EXERCISE AIM:
Find every line in the listing below that contains the word "kitchen", and copy each of those lines.

________________________________________

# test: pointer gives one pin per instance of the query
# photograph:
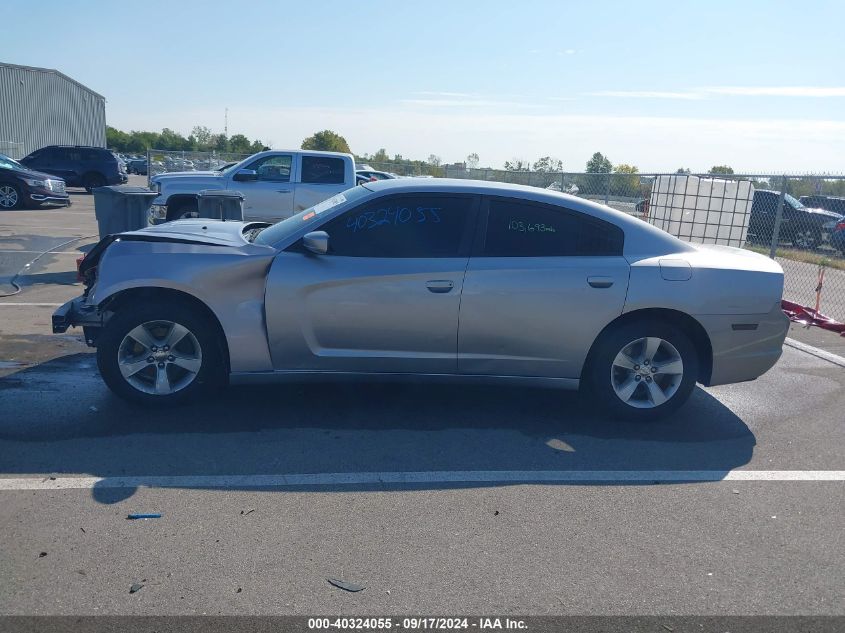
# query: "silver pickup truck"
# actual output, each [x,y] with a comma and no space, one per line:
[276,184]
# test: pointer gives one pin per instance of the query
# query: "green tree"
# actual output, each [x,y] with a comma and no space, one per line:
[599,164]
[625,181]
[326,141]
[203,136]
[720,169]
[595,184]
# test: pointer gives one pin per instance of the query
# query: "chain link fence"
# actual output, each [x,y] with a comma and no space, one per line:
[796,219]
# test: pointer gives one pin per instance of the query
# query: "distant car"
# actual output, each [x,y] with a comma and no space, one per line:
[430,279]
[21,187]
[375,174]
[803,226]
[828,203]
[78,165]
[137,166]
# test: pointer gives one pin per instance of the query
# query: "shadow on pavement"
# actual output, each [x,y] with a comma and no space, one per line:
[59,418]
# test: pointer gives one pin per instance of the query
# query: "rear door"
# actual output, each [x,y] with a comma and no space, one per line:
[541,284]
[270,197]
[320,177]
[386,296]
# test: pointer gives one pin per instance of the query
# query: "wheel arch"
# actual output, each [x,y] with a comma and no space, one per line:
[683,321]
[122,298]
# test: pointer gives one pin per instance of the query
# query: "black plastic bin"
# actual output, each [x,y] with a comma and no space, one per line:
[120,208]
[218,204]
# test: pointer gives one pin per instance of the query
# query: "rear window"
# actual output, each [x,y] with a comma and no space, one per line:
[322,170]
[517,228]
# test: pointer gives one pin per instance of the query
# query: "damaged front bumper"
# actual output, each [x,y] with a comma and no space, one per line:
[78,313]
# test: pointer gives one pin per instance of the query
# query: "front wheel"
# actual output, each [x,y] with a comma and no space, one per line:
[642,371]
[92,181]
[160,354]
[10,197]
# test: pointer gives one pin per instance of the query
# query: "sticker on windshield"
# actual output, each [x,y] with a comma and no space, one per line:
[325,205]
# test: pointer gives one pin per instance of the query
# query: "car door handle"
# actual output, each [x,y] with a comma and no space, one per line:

________________________________________

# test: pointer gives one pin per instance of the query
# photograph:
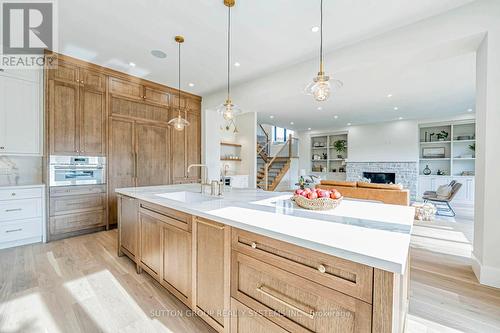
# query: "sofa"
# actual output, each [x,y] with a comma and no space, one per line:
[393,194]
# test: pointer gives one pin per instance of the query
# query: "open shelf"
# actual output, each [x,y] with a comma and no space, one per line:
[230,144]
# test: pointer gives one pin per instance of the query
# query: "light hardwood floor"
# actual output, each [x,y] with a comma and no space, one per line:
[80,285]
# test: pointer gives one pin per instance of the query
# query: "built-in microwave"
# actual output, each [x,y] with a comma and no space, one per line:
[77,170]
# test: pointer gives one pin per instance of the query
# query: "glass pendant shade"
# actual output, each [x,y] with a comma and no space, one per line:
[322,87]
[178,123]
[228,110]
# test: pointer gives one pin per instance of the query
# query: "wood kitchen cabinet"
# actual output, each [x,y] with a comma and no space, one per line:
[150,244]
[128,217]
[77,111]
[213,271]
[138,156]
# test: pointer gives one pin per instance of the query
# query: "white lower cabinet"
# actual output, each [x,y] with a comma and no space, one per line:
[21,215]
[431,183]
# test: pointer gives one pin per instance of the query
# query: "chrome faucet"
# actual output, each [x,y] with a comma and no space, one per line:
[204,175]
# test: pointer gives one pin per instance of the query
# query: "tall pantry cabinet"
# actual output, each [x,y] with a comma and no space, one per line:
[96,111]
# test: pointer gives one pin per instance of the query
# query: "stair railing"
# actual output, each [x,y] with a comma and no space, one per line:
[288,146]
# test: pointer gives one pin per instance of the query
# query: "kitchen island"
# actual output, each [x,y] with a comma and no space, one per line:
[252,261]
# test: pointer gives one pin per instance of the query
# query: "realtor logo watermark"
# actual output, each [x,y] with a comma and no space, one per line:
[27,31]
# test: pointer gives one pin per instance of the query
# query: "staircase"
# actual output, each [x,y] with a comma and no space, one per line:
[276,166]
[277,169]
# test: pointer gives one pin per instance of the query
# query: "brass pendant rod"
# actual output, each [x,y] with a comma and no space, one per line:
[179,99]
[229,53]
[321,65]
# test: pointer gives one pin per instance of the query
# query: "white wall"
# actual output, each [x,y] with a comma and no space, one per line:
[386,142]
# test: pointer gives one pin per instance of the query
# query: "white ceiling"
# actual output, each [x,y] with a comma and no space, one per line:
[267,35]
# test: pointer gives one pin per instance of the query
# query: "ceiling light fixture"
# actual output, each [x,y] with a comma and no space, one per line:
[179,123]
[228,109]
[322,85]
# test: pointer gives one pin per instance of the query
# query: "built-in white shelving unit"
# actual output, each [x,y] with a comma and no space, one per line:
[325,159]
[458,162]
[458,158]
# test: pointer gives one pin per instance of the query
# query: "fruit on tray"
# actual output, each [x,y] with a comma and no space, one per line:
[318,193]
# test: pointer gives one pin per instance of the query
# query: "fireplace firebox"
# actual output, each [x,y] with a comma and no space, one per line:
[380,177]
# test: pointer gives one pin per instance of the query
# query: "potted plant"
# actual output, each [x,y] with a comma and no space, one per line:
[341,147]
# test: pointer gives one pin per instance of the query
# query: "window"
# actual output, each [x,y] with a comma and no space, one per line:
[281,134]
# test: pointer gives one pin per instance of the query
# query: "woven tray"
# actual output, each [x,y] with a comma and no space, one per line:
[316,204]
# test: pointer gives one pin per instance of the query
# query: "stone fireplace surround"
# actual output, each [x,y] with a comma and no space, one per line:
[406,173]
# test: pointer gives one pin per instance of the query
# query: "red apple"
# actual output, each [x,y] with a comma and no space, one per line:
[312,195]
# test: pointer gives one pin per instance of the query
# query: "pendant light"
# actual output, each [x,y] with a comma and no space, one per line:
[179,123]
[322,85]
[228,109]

________________________________________

THE REPLY:
# query: "wood kitchen cabinet"
# query: "kitchen island"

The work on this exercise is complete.